2. Use a suitable light purple as the theme color.
3. Sync the current blog data. The data is currently stored in GitHub issues, and I want to keep using this repo's issues as the data source.
4. It should be AI-friendly: the blog supports AI automatic translation to English, and an AI short summary at the beginning.
5. Support English and Chinese, light and dark themes (with transition animations when switching).

This is a large, complex task requiring many steps. It tests the AI model’s ability in:

Long task execution
Front-end aesthetics
Backend data and AI integration
Working with existing data and resources — also the most common scenario in daily work

After about half an hour, both models finished their work. Let’s see the results.

Kimi:

Zhipu GLM:

It’s very obvious — Zhipu’s implementation is simply not good, and it even had errors initially, which for someone doing vibe coding is completely unacceptable.

[Collected data entries]:
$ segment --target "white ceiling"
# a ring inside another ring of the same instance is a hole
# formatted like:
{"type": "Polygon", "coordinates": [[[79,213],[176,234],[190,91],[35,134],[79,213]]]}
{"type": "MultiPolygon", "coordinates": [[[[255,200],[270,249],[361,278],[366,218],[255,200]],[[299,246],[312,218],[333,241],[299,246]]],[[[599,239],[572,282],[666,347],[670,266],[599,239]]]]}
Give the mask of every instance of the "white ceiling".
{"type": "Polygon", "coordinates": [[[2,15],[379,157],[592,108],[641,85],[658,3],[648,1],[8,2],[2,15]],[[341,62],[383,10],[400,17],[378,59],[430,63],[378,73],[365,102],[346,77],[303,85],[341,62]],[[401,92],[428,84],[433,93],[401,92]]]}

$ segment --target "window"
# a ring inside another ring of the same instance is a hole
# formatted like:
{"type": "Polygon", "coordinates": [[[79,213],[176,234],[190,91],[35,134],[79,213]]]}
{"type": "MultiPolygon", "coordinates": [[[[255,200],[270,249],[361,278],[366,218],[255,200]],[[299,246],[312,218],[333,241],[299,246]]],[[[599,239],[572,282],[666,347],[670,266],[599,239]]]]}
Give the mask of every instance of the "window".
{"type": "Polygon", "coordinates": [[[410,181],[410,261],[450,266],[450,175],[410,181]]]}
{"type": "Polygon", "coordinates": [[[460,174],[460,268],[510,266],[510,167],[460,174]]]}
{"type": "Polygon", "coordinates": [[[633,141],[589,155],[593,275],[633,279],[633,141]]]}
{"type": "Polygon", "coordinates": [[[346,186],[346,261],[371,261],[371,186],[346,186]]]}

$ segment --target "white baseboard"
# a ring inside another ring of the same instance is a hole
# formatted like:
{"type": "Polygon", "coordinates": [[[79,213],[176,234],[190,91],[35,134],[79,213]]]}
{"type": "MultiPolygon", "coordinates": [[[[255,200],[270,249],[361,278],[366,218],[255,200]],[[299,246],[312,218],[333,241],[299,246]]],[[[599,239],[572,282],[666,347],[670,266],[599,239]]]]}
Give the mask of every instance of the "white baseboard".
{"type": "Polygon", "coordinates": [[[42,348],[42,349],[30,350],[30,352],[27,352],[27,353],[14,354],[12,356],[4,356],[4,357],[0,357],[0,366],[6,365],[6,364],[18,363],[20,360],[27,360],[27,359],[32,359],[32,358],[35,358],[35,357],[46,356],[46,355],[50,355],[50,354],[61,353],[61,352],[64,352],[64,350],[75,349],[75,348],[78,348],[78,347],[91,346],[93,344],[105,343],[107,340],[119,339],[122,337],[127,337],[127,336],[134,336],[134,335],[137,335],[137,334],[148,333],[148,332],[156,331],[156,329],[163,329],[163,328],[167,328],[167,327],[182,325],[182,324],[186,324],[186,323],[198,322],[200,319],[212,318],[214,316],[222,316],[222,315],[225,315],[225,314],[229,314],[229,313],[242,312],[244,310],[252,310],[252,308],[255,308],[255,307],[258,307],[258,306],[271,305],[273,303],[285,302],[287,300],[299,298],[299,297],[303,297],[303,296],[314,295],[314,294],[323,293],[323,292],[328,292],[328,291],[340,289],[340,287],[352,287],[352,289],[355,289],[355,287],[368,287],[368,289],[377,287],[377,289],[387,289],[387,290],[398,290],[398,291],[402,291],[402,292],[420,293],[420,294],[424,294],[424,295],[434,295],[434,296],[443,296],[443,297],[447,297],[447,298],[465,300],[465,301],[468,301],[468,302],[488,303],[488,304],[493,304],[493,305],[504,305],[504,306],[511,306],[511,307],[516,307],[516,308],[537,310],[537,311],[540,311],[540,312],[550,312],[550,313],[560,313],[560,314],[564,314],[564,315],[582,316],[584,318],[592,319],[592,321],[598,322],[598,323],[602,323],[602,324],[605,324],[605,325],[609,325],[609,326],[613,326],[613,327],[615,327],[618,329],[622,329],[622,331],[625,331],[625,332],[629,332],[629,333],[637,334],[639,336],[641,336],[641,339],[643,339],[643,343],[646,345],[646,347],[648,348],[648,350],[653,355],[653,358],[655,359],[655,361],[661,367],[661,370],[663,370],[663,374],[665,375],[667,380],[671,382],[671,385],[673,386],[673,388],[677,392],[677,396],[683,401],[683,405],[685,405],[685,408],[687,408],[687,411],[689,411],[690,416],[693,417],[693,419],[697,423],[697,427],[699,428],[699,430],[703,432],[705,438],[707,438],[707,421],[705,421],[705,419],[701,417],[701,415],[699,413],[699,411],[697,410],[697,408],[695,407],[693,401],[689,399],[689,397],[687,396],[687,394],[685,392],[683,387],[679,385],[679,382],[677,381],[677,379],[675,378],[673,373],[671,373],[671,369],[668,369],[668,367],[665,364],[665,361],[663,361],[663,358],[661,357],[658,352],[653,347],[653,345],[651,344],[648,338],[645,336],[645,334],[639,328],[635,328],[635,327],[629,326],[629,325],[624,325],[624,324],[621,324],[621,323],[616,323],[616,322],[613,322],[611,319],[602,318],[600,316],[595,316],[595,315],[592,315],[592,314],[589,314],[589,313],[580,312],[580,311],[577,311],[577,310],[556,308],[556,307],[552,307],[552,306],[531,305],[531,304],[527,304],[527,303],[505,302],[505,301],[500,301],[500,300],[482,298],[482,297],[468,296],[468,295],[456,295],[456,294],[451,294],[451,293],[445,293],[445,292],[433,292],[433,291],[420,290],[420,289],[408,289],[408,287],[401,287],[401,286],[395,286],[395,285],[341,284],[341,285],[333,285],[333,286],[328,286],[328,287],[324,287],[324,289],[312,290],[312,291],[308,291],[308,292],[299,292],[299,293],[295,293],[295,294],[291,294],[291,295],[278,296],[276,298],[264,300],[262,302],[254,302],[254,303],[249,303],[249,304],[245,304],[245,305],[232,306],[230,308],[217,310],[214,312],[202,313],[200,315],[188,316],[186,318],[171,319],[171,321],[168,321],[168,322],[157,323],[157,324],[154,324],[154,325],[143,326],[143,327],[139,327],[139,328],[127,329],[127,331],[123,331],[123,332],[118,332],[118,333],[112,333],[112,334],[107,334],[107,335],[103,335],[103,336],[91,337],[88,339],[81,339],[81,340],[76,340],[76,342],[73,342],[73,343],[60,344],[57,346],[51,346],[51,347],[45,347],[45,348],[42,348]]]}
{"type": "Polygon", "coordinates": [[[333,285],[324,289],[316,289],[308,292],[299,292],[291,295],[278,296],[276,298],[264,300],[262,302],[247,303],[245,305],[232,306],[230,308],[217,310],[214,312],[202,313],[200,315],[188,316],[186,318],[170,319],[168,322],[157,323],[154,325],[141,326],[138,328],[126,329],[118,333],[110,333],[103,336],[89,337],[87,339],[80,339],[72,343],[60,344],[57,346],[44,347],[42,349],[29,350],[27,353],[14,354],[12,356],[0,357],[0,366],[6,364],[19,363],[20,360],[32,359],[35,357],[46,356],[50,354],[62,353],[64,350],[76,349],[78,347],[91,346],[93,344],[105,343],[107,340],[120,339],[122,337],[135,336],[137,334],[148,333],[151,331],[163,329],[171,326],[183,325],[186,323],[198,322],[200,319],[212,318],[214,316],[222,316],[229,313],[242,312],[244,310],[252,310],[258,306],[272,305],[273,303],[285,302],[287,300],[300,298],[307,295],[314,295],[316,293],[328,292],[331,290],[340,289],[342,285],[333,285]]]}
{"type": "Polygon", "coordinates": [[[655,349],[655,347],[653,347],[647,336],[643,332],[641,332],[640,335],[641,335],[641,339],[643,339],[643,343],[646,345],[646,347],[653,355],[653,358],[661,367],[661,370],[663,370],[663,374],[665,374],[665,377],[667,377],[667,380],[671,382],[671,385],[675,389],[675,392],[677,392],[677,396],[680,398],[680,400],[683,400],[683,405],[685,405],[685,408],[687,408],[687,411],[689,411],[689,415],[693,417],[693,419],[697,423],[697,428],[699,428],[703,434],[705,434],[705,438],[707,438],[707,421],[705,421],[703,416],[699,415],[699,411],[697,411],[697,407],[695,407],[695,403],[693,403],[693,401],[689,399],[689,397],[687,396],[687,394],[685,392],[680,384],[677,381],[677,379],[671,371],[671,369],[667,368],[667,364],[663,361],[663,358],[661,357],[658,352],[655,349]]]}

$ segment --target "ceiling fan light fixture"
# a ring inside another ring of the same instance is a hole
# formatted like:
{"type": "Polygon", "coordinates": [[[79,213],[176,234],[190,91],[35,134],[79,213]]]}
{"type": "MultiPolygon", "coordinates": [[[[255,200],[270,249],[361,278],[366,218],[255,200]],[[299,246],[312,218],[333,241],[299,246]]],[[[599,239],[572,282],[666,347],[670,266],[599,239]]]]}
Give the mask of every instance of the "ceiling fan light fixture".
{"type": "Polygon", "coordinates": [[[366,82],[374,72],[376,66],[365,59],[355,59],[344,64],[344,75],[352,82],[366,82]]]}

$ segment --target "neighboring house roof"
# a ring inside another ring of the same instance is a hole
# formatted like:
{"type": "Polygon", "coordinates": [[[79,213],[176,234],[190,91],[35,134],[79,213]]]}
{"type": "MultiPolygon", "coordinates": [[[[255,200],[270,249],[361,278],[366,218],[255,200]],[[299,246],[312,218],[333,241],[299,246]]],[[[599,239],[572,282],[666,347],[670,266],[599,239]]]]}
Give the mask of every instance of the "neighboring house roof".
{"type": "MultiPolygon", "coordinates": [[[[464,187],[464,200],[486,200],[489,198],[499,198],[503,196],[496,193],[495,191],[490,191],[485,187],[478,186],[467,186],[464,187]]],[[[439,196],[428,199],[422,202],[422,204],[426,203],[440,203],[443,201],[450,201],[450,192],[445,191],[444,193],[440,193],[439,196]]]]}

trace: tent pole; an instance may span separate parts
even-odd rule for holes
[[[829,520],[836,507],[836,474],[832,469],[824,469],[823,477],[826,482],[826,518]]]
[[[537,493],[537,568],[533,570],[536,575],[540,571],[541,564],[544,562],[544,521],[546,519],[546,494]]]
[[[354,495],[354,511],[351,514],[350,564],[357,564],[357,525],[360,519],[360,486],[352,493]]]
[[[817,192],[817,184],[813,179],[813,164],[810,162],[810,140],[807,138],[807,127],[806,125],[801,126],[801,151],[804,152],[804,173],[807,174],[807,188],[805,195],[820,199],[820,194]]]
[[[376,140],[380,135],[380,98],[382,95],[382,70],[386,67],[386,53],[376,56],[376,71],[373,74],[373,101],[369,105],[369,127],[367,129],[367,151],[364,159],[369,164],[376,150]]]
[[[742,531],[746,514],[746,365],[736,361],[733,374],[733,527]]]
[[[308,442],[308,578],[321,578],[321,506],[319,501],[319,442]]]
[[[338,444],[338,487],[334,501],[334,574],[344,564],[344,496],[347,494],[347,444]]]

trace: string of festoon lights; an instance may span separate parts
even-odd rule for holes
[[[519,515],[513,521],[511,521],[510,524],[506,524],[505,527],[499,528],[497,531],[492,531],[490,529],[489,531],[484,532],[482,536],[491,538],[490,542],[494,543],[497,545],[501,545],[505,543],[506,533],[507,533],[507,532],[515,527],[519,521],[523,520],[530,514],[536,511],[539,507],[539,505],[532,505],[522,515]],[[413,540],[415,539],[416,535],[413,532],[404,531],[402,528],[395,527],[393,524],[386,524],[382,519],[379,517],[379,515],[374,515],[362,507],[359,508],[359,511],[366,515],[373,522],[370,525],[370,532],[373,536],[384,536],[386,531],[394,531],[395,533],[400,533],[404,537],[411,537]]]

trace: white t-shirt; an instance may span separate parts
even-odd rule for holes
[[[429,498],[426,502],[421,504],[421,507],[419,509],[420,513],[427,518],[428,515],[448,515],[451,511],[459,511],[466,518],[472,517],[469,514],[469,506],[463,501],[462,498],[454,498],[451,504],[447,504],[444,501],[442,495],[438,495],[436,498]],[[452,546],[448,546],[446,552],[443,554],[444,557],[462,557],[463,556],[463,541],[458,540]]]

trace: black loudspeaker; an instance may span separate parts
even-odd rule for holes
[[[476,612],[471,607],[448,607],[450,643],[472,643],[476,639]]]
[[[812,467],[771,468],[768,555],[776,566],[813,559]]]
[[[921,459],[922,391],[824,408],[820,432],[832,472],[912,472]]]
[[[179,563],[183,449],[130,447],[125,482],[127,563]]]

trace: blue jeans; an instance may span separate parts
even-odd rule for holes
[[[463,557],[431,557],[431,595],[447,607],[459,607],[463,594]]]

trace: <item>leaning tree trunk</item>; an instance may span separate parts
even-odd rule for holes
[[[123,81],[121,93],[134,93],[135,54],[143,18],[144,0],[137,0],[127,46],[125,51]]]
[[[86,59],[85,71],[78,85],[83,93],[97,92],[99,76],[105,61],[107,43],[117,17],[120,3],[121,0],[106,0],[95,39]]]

[Exercises]:
[1] Name each ability that the AI model comparison text says the task tests.
[2] Pick up the AI model comparison text after its last sentence and keep writing.

[Solved tasks]:
[1]
- Long task execution
- Front-end aesthetics
- Backend data and AI integration
- Working with existing data and resources — also the most common scenario in daily work

[2]
Out of curiosity, I also compared MiniMax and Codex with the same prompt.

MiniMax:

Codex:

I didn’t have Claude model do the development. Two reasons:

I need Claude to be the judge — if Claude were one of the participants, it might be unfair.
Claude is way too expensive — if I let it run, my 5-hour quota would probably be used up before it finishes.

Now let’s look at Claude model’s summary of the code and results from these four models.

Here’s my prompt, and below is the conclusion:

The conclusion says Codex is best, followed by Kimi. Although Codex’s implementation had bilingual support, it wasn’t really fully functional. If we ignore the code, I think Kimi is the best, because Kimi’s front-end aesthetic is on point. Codex is indeed much weaker in terms of front-end aesthetics.

Real project development experience

After testing, I used Kimi’s K2.6-code-preview model for two days on real projects. I’m even more convinced that it’s truly powerful. Here’s a record of a problem that Codex failed to solve twice, but Kimi fixed in one go:

Problem: After confirming a click in a scrollable area, auto-scroll to top fix.

I had tried with Codex 5.4 twice without success, but Kimi fixed it in one try. Codex is the model I consider most powerful for debugging, but it lost to Kimi here. In the end, I had Codex learn from Kimi’s problem-solving approach — a domestic AI rising star.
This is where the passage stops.